━━━━━ 原文段落

Compute Capability

Compute Capability	Architecture Name	Release Year
9.0	Hopper	2022
8.0	Ampere	2020
7.5	Turing	2018
7.0	Volta	2017
6.x	Pascal	2016
5.x	Maxwell	2014
3.0	Kepler	2012
2.0	Fermi	2010
1.0	Tesla	2006

Thread Hierarchy

物理单元	逻辑单元
Graphics Processing Units	grid
Streaming Multiprocessor	block
Streaming Processor	thread

同一 grid 内的各 blocks 同构且相互独立，以允许不同的运行顺序：

每个 thread 启动时，有以下 dim3 型变量可用：

threadIdx 用于在当前 block 内索引 thread
blockIdx 用于在当前 grid 内索引 block
blockDim 用于表示当前 block 的维数，即其所含 threads 的数量
gridDim 用于表示当前 grid 的维数，即其所含 blocks 的数量

类型 dim3 的定义大致为

struct dim3 {
  int x, y, z;

  dim3(int xx = 1, int yy = 1, int zz = 1)
      : x(xx), y(yy), z(zz) {}
};

Device Properties

#include <cuda_runtime.h>

int main() {
    // ...
    int deviceCount = 0;
    cudaGetDeviceCount(&deviceCount);

    int dev = 0;
    cudaSetDevice(dev);

    int driverVersion = 0;
    cudaDriverGetVersion(&driverVersion);

    int runtimeVersion = 0;
    cudaRuntimeGetVersion(&runtimeVersion);

    cudaDeviceProp deviceProp;
    CHECK(cudaGetDeviceProperties(&deviceProp, dev));

    // ...
}

其中 cudaDeviceProp 型变量的主要成员包括：

类型	成员名	含义	典型值 (A100 80GB PCIe)

━━━━━━━━━━
━━━━━ 提取材料

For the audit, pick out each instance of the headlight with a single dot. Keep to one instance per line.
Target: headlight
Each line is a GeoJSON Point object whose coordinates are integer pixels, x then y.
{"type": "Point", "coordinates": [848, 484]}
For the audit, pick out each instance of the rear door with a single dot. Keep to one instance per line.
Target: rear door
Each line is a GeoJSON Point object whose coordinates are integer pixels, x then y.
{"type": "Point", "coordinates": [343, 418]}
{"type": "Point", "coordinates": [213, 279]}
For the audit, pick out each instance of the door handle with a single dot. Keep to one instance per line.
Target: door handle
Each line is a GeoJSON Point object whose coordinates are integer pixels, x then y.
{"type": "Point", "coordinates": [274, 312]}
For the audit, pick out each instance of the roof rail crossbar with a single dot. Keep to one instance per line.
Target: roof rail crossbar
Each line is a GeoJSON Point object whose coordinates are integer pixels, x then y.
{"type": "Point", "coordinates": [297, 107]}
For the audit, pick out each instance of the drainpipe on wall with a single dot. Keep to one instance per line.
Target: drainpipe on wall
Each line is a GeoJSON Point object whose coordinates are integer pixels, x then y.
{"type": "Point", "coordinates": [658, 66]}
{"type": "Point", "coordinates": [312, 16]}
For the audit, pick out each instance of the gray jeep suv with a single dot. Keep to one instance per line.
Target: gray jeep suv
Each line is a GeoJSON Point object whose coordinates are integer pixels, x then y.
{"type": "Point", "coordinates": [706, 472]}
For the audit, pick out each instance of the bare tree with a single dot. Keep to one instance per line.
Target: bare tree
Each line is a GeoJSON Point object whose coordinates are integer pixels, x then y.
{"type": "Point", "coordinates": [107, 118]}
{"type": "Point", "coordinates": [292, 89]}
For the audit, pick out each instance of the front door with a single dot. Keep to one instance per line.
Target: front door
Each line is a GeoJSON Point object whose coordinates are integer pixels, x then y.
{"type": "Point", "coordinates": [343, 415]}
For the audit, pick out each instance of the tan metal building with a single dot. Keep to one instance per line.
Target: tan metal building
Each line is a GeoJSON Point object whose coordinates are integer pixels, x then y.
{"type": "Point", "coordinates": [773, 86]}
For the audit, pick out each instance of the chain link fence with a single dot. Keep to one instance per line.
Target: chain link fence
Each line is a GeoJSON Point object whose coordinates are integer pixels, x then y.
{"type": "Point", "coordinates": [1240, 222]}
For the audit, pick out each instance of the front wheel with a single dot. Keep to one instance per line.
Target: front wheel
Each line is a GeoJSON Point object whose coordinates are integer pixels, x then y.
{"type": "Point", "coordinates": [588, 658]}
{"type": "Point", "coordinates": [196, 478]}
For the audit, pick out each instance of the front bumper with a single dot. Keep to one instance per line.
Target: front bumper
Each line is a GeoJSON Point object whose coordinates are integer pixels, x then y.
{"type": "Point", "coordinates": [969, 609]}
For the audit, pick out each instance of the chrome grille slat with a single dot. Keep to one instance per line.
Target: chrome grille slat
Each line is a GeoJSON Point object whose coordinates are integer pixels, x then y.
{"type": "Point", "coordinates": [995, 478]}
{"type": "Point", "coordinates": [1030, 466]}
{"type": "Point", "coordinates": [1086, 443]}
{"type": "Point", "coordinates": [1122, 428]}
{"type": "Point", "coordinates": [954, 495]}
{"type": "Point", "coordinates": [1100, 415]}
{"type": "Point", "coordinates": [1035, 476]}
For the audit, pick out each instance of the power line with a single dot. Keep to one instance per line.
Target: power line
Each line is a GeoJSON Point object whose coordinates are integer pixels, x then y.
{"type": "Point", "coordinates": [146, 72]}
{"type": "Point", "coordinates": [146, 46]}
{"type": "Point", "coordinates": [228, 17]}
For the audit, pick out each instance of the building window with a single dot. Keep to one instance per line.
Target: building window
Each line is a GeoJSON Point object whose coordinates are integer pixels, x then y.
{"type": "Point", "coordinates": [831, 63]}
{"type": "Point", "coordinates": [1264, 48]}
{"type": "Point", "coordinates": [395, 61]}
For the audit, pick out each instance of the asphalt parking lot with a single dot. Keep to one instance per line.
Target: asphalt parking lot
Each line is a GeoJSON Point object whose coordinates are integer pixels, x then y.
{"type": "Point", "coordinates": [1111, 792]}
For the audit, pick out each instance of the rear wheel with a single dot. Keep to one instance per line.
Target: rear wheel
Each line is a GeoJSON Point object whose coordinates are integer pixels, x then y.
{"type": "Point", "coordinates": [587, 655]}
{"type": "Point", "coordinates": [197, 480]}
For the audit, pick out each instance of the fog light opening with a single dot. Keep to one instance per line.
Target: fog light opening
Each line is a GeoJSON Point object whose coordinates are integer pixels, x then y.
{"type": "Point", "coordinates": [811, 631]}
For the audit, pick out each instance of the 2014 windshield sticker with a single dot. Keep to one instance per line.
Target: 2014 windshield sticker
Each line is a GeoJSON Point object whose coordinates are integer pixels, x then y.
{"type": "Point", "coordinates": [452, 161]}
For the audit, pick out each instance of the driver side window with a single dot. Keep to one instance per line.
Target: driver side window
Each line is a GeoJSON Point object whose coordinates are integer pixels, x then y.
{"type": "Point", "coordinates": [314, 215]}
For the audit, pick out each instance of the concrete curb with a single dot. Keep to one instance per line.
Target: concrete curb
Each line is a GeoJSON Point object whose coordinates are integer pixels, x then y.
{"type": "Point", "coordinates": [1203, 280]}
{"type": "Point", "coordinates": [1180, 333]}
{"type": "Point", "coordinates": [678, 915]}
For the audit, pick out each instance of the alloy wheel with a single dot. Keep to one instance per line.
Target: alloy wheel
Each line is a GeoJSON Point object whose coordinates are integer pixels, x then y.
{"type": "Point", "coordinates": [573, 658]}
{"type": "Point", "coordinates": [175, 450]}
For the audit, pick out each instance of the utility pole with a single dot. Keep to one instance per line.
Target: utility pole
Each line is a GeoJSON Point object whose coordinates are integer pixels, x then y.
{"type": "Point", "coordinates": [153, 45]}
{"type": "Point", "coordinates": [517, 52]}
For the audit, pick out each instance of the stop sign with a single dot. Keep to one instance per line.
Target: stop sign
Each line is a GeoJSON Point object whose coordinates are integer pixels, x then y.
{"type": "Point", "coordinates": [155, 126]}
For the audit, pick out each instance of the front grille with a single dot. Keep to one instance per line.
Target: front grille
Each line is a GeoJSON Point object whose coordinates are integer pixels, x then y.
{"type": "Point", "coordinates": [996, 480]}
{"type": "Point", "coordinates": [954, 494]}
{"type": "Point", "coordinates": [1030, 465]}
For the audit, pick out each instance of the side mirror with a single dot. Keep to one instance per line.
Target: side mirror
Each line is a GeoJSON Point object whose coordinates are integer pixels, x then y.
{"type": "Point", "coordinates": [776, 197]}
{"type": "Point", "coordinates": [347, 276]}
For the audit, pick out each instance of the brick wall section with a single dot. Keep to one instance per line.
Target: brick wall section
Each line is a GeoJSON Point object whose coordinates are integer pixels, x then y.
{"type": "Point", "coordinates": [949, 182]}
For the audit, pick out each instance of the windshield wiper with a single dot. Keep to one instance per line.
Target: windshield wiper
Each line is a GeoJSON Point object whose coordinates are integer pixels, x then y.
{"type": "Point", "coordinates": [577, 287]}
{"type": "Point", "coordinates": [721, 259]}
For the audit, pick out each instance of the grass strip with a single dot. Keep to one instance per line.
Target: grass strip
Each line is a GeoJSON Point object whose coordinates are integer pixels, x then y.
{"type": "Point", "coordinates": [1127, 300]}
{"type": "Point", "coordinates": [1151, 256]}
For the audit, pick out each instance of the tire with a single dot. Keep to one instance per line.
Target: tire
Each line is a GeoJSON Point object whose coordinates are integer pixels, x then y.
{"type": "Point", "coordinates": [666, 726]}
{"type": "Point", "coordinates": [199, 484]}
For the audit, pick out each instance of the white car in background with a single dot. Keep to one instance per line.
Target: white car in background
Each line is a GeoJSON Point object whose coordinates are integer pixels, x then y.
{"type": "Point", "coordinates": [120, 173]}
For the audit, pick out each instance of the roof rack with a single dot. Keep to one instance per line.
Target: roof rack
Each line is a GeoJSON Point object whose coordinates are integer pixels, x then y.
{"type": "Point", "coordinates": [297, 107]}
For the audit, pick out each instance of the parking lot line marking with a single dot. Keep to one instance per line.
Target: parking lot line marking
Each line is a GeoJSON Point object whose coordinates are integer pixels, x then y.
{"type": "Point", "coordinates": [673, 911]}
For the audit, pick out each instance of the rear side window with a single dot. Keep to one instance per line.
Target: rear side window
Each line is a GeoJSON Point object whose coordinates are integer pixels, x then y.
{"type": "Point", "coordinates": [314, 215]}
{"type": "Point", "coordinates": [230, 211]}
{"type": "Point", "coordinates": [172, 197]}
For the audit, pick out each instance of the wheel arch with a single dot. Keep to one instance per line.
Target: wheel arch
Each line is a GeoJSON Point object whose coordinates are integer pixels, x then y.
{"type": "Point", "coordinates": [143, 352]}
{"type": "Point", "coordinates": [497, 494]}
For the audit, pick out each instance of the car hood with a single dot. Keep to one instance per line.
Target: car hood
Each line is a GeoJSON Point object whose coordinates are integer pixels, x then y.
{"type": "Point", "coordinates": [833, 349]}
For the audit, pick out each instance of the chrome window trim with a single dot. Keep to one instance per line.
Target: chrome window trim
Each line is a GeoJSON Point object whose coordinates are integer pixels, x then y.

━━━━━━━━━━

» 任务
请把关于 CUDA 的原文中从“threadIdx 用于在当前 block”起、到“int zz = 1)”为止（包括这几个词）的部分一字不差地抄录下来。

» 练习答案
threadIdx 用于在当前 block 内索引 thread
blockIdx 用于在当前 grid 内索引 block
blockDim 用于表示当前 block 的维数，即其所含 threads 的数量
gridDim 用于表示当前 grid 的维数，即其所含 blocks 的数量

类型 dim3 的定义大致为

struct dim3 {
  int x, y, z;

  dim3(int xx = 1, int yy = 1, int zz = 1)